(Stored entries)
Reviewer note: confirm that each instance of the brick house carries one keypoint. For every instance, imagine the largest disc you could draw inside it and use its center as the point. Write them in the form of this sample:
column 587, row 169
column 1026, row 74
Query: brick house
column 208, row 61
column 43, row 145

**Your goal:** Restate every entry above exactly as it stands.

**Task output:**
Reviewer note: confirm that each instance of the brick house carries one keypoint. For every instance, imagine the largest disc you could draw inside it and use its center as the point. Write them in the form of this sample:
column 587, row 169
column 1026, row 74
Query: brick house
column 208, row 61
column 43, row 145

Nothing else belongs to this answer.